• **Material for the task**

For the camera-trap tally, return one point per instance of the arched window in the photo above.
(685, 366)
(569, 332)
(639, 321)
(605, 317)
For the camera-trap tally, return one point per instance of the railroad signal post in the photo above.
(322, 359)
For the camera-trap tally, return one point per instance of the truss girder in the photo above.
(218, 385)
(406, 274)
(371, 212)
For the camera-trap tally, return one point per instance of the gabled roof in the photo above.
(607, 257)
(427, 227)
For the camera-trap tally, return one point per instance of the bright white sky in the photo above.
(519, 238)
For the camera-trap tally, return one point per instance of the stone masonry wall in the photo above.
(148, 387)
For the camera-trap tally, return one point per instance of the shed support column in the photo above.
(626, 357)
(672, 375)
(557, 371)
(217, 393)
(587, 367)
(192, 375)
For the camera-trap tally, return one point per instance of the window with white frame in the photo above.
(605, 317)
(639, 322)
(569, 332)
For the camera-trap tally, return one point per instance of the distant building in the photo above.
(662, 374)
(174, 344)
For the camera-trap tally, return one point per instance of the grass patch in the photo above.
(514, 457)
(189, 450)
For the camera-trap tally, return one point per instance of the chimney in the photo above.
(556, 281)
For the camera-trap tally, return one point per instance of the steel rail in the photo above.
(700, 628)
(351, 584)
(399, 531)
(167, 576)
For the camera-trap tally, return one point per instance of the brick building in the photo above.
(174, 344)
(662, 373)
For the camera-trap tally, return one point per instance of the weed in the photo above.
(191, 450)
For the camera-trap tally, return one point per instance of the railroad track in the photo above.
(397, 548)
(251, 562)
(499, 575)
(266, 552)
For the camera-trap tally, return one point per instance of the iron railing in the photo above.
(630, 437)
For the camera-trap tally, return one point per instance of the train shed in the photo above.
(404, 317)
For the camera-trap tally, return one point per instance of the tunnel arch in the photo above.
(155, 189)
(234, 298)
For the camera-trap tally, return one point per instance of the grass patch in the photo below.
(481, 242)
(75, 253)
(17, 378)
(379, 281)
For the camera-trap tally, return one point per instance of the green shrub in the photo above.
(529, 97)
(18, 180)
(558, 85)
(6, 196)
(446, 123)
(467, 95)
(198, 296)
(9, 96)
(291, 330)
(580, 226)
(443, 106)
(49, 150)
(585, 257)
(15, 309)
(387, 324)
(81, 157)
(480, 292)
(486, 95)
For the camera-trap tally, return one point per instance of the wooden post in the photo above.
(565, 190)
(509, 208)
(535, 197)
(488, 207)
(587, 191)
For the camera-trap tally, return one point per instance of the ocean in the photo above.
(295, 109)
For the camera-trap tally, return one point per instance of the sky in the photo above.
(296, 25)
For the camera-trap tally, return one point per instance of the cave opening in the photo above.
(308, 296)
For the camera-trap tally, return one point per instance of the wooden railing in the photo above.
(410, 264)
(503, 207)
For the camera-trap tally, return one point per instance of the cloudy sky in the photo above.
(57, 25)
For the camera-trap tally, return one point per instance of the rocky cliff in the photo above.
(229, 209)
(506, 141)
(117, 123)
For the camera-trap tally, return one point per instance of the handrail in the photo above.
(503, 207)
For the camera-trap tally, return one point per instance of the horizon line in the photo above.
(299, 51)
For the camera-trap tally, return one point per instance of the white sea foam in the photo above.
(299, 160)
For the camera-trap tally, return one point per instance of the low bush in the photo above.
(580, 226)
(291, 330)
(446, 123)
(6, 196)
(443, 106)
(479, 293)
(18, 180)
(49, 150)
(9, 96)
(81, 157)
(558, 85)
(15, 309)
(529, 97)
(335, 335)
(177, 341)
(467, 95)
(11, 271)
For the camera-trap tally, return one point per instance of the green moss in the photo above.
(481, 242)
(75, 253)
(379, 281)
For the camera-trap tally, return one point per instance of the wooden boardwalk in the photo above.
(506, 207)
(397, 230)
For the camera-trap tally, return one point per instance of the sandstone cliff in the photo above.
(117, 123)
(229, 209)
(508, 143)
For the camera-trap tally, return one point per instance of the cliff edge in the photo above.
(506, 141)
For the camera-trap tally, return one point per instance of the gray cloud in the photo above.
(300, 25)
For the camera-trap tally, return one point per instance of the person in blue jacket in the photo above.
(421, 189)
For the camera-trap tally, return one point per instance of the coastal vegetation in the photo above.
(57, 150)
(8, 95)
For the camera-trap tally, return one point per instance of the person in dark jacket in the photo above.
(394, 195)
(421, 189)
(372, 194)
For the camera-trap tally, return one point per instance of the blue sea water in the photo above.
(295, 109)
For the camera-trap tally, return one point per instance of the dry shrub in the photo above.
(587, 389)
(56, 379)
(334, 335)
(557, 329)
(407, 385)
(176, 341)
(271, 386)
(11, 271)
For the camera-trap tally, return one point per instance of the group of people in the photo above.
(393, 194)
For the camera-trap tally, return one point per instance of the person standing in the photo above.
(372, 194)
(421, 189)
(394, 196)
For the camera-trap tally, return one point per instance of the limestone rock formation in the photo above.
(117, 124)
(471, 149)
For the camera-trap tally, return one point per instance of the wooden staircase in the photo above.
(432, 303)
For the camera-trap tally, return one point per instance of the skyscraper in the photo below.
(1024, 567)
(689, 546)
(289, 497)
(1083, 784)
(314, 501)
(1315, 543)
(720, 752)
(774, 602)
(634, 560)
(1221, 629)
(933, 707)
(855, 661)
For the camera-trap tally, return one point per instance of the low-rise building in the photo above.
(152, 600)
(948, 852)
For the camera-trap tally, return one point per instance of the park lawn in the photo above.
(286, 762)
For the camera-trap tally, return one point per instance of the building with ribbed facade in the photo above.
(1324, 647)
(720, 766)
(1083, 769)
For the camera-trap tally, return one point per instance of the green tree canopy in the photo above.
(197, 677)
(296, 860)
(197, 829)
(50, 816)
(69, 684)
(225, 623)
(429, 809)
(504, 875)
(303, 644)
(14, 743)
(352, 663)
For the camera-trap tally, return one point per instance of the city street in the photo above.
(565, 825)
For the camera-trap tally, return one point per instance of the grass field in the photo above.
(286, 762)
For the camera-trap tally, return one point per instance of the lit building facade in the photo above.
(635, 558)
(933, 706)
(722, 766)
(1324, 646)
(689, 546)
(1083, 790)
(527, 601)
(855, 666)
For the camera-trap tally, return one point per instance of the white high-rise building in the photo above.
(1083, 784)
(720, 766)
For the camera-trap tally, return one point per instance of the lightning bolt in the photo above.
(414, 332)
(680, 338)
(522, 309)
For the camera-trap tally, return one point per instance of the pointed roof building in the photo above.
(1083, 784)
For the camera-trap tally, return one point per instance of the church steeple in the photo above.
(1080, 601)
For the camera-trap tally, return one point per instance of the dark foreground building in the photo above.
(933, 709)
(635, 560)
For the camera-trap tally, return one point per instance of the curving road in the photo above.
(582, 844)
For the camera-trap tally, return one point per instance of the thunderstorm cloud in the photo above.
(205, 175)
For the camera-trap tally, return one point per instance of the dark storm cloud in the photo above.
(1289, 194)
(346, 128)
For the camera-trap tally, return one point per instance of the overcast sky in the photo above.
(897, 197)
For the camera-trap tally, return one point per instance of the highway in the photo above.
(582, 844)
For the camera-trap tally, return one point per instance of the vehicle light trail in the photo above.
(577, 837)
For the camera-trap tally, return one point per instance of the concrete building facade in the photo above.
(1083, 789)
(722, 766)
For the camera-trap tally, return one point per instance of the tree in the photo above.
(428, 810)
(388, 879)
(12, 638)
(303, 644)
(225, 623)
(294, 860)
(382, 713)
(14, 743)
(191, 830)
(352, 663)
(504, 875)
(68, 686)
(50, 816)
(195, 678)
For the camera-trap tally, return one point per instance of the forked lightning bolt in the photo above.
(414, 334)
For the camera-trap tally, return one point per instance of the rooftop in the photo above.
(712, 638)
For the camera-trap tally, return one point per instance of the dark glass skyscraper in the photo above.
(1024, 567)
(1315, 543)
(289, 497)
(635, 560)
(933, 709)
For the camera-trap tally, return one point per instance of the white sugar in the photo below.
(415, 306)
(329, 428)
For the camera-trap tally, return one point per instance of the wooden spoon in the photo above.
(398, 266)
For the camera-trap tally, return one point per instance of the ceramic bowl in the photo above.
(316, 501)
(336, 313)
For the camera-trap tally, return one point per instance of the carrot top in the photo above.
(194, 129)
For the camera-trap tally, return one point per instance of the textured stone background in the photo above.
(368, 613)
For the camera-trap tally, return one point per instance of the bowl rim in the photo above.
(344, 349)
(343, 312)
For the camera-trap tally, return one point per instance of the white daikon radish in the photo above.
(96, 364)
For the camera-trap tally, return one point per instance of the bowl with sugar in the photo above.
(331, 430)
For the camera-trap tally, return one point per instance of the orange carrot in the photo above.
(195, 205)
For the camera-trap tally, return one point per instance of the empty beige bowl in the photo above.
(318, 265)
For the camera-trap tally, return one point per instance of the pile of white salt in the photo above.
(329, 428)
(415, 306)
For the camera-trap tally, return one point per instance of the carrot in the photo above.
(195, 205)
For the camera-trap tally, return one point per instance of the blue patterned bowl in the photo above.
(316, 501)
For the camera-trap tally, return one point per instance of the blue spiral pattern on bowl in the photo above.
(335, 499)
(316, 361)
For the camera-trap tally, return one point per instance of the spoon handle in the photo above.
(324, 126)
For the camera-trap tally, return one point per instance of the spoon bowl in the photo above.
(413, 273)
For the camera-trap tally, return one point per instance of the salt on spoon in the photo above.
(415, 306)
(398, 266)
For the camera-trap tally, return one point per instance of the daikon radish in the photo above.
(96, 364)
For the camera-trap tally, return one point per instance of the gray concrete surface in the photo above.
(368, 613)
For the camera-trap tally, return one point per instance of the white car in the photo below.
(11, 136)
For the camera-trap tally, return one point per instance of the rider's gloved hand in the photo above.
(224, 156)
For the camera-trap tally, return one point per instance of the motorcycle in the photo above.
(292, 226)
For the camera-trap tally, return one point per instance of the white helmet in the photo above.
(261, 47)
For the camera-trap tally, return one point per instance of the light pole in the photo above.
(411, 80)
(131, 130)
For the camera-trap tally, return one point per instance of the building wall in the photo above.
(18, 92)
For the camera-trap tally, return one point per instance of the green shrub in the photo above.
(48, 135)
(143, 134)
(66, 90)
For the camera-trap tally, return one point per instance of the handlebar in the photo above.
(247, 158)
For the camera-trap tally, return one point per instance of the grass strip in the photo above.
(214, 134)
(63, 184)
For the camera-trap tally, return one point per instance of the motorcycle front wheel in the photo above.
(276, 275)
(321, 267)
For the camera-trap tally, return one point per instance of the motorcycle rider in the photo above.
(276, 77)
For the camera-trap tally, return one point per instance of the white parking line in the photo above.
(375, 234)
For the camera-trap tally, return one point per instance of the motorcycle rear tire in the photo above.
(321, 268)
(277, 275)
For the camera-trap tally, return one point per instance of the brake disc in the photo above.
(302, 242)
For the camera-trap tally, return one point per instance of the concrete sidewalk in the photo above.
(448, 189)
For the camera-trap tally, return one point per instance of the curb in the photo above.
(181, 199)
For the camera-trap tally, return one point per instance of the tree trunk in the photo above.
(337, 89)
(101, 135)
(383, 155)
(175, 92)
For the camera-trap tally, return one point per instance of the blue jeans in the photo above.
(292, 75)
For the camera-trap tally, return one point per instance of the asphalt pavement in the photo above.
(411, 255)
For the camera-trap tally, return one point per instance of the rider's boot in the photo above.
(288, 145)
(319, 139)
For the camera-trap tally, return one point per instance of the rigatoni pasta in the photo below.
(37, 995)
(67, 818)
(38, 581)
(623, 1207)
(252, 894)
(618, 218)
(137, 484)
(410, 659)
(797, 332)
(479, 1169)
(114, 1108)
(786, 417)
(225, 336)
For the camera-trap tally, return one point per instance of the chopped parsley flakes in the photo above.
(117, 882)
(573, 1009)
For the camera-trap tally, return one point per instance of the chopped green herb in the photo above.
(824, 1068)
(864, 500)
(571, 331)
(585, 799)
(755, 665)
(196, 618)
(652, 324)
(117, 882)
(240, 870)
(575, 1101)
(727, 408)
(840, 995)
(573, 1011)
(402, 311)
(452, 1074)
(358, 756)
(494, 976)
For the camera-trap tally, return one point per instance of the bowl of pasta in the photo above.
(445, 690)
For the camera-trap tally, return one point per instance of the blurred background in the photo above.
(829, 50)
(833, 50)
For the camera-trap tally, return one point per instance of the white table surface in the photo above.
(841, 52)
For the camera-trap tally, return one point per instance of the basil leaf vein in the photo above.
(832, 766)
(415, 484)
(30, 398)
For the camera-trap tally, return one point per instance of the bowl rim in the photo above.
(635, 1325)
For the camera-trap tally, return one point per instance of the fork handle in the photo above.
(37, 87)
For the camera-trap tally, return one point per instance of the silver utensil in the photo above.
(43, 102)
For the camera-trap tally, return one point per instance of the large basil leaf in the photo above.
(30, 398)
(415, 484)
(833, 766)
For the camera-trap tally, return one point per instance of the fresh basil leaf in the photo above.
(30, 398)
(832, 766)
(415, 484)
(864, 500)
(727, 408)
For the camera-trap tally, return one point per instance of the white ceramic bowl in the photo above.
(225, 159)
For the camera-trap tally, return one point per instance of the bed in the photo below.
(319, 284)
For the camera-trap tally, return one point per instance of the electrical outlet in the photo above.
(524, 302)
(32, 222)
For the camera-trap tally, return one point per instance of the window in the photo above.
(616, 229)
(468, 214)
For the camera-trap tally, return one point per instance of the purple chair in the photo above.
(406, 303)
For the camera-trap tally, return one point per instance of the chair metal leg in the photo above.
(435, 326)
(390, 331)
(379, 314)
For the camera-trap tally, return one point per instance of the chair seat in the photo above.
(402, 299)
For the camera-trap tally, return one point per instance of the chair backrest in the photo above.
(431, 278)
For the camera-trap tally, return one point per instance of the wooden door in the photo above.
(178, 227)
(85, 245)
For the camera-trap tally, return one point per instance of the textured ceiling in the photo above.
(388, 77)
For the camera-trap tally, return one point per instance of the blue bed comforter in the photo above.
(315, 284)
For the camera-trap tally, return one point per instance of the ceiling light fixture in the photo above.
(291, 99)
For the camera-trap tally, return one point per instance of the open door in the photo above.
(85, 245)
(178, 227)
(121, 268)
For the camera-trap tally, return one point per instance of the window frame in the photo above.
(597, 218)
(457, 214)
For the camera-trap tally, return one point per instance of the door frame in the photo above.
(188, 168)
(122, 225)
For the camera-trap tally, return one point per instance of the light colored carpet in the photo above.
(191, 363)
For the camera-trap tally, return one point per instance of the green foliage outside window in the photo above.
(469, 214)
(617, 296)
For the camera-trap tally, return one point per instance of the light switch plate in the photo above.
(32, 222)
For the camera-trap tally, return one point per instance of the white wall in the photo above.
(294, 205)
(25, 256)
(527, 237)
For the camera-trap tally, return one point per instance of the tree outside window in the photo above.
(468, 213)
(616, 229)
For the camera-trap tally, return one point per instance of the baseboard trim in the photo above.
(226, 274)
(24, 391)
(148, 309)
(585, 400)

• **Objective**
Please reproduce verbatim the part of the records that opens with the line containing "trim in the photo above." and closes with the last line of the records, including both of those lines.

• **Response for this exercise**
For the camera-trap tally, return one point per instance of the baseboard trim in the photo above.
(226, 274)
(24, 391)
(148, 309)
(585, 400)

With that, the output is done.